How to complete this task:
Every single record below is to be reproduced exactly.

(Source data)
────────────────────────────────────────
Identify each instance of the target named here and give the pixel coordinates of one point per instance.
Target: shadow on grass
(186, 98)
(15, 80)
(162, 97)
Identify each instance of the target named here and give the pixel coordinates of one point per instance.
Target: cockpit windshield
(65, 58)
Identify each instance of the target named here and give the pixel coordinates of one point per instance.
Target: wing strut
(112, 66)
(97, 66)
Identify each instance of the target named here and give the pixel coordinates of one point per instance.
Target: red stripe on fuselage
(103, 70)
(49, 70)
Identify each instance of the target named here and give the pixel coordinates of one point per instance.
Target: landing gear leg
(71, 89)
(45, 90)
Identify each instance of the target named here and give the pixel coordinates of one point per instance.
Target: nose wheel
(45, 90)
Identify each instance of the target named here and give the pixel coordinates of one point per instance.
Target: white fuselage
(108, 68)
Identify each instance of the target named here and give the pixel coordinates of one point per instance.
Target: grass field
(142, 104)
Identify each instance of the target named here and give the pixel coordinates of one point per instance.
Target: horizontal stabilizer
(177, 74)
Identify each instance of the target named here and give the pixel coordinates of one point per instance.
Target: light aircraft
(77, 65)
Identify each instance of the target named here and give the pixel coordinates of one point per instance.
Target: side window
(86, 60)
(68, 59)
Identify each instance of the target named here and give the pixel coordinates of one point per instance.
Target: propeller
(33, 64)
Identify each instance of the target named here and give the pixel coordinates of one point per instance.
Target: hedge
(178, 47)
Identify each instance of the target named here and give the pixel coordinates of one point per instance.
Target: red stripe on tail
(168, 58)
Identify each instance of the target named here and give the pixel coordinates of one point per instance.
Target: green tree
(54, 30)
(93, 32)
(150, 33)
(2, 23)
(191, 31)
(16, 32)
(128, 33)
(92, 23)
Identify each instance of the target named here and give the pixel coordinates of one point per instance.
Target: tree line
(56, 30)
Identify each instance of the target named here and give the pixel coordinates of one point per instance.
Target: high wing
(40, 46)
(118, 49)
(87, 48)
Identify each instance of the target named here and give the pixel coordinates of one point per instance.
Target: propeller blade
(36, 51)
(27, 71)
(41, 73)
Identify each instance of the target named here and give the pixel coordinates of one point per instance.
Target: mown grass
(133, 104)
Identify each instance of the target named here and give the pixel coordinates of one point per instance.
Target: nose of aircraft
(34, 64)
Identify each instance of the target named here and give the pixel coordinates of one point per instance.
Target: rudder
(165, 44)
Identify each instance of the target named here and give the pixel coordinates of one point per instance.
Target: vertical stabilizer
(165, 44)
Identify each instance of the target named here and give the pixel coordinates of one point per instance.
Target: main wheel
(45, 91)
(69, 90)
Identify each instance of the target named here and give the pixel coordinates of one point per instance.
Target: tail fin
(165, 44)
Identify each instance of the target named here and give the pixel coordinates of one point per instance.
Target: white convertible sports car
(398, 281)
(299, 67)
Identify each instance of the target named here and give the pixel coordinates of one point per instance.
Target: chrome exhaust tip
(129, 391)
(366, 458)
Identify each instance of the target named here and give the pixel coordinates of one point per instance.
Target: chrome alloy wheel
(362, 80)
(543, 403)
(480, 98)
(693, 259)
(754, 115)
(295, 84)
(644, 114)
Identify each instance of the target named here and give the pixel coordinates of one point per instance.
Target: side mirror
────────────────────────────────────────
Exercise result:
Identify each instance of the target named here and give the pixel coordinates of one point per instance.
Target: shadow on grass
(186, 98)
(15, 80)
(162, 97)
Identify each instance of the target named here and give the pixel coordinates of one point per instance.
Target: cockpit windshield
(65, 58)
Identify each instance of the target named here and give the pixel coordinates of one point per instance.
Target: wing strut
(112, 66)
(97, 66)
Identify each instance of the target named here and give the pixel coordinates of one point per instance.
Target: red stripe on fuselage
(103, 70)
(49, 70)
Identify each instance of the target named here and give the pixel coordinates of one point per instance.
Target: landing gear leg
(71, 89)
(45, 90)
Identify each instance of the target named here and give the pixel coordinates of one point per instance.
Target: nose wheel
(45, 90)
Identify each instance of the target named here and give the pixel coordinates of one point per instance.
Target: white fuselage
(108, 68)
Identify each instance of the target named here and give the pixel coordinates of one point per instance.
Target: grass field
(142, 104)
Identify each instance of the target named here and give the pixel coordinates of one point per instance.
Target: horizontal stabilizer
(177, 74)
Identify each instance of the target named here and give the pixel coordinates of one point per instance.
Target: light aircraft
(77, 65)
Identify each instance of the target named here and give the pixel coordinates of one point per instance.
Target: side window
(86, 60)
(68, 59)
Identify each instance of the target named here and give the pixel coordinates of one point per instance.
Target: propeller
(33, 64)
Identify each instance of the target named here and give the pixel coordinates of one point per instance.
Target: hedge
(178, 47)
Identify each instance of the target named here and give the pixel coordinates of one point per instance.
Target: red stripe on tail
(168, 58)
Identify each instance of the target named here and give the pixel coordinates of one point per instance.
Target: green tree
(54, 30)
(93, 32)
(150, 33)
(2, 23)
(191, 31)
(16, 32)
(128, 33)
(92, 23)
Identify each instance of the target named here and give the pixel coordinates of one point per instance.
Target: tree line
(56, 30)
Identify each instance of the target named here and give the pixel coordinates of one point per instance.
Target: high wing
(40, 46)
(118, 49)
(87, 48)
Identify each instance of the target named here and give the pixel coordinates of one point per instance.
Target: propeller blade
(36, 51)
(27, 71)
(41, 73)
Identify each instance of the target named here and give the pixel coordinates of one point per instance.
Target: mown grass
(133, 104)
Identify each instance of the target named here and give the pixel coordinates of one point per instance.
Target: nose of aircraft
(34, 64)
Identify each instance of the target named here and give the pixel coordinates of one point per instance.
Target: rudder
(165, 44)
Identify each instance of the target named here and give the pixel coordinates of one point per instance.
Target: vertical stabilizer
(165, 44)
Identify each instance of the target named here and give the pixel coordinates of one point per instance.
Target: main wheel
(45, 91)
(69, 90)
Identify each instance of the target named here and give the pixel coordinates of one point per instance.
Target: tail fin
(165, 44)
Identify each instance of the target named here and give the pixel coordinates of one point per instance.
Target: white convertible sports car
(398, 281)
(299, 67)
Identify each instance of the target named here and give the pixel coordinates of one point per instance.
Target: chrome exhaust tip
(129, 391)
(366, 458)
Identify each instance of the target named here and give the pixel coordinates of one point per instance.
Target: chrome alloy wheel
(362, 80)
(543, 403)
(480, 98)
(693, 259)
(754, 115)
(295, 84)
(644, 114)
Identify each instance of the target named here and give the pixel coordinates of one point per instance.
Target: side mirror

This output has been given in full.